Given passage:
┄┄┄┄┄┄┄┄┄┄

William Audland QC and Isaac Hogarth of 12 King’s Bench Walk, instructed by Stewart Young of Stewarts successfully represented the claimant (“C”) in his claim against Imperial College Healthcare NHS Trust (“D”), achieving a settlement of £4.3 million at a video mediation.
The claim arose from a delay in treating raised intracranial pressure secondary to cerebral venous thrombosis (CVT).
C was a young man in his early thirties. In July 2015, he had been referred to hospital by an optometrist who noted that he was suffering from raised optic discs. He had also suffered from migraine-like symptoms including debilitating headache and blurred vision.
He was then seen by a consultant ophthalmologist in September 2015, who noted bilateral swollen nerve heads, but no other ongoing symptoms. The ophthalmologist made an ‘urgent’ referral to neuro-ophthalmology at the defendant trust.
In late October 2015, C was ultimately seen by a consultant ophthalmologist employed by D. An examination of the eyes confirmed bilateral papilloedema (optic disc swelling). C was sent for a CT head scan, which came back clear. C’s case was that it was mandatory at this point to perform a CT venogram, and lumbar puncture. Either would have diagnosed raised intracranial pressure, and a CT venogram would have confirmed the presence of CVT. A lumbar puncture would also have relieved the elevated intracranial pressure, and would have prevented his loss of sight.

┄┄┄┄┄┄┄┄┄┄

Please reproduce the full case summary word for word. Work only from the case summary.

Data section:
┄┄┄┄┄┄┄┄┄┄

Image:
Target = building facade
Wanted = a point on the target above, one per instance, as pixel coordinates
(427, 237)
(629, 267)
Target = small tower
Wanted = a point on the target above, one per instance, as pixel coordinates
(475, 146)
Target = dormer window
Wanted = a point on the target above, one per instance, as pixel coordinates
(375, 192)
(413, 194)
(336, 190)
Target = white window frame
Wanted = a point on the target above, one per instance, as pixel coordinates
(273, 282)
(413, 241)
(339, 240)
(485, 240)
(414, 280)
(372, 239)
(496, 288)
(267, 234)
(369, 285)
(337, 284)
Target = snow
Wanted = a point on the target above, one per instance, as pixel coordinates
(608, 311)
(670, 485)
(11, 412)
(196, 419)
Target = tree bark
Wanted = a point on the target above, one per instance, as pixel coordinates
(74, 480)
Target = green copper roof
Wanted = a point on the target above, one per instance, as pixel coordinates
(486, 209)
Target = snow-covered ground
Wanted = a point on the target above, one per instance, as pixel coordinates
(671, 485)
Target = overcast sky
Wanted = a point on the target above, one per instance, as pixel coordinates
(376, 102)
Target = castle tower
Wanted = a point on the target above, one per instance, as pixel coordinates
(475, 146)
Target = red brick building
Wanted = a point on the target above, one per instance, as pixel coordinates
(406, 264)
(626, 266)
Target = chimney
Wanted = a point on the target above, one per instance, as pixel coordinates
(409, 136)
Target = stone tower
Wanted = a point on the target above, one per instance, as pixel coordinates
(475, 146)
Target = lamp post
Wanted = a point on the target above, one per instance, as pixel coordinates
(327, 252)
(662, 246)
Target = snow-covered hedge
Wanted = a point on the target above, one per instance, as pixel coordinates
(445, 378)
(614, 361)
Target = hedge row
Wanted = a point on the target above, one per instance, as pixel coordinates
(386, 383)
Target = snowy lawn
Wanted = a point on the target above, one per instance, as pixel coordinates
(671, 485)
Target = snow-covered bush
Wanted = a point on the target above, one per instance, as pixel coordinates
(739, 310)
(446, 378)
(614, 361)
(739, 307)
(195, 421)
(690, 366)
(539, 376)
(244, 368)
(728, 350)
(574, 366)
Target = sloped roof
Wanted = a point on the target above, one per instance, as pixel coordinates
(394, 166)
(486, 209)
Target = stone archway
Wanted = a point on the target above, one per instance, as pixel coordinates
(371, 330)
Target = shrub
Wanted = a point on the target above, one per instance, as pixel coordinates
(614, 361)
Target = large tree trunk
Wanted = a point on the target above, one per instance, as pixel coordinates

┄┄┄┄┄┄┄┄┄┄

Result of the exercise:
William Audland QC and Isaac Hogarth of 12 King’s Bench Walk, instructed by Stewart Young of Stewarts successfully represented the claimant (“C”) in his claim against Imperial College Healthcare NHS Trust (“D”), achieving a settlement of £4.3 million at a video mediation.
The claim arose from a delay in treating raised intracranial pressure secondary to cerebral venous thrombosis (CVT).
C was a young man in his early thirties. In July 2015, he had been referred to hospital by an optometrist who noted that he was suffering from raised optic discs. He had also suffered from migraine-like symptoms including debilitating headache and blurred vision.
He was then seen by a consultant ophthalmologist in September 2015, who noted bilateral swollen nerve heads, but no other ongoing symptoms. The ophthalmologist made an ‘urgent’ referral to neuro-ophthalmology at the defendant trust.
In late October 2015, C was ultimately seen by a consultant ophthalmologist employed by D. An examination of the eyes confirmed bilateral papilloedema (optic disc swelling). C was sent for a CT head scan, which came back clear. C’s case was that it was mandatory at this point to perform a CT venogram, and lumbar puncture. Either would have diagnosed raised intracranial pressure, and a CT venogram would have confirmed the presence of CVT. A lumbar puncture would also have relieved the elevated intracranial pressure, and would have prevented his loss of sight.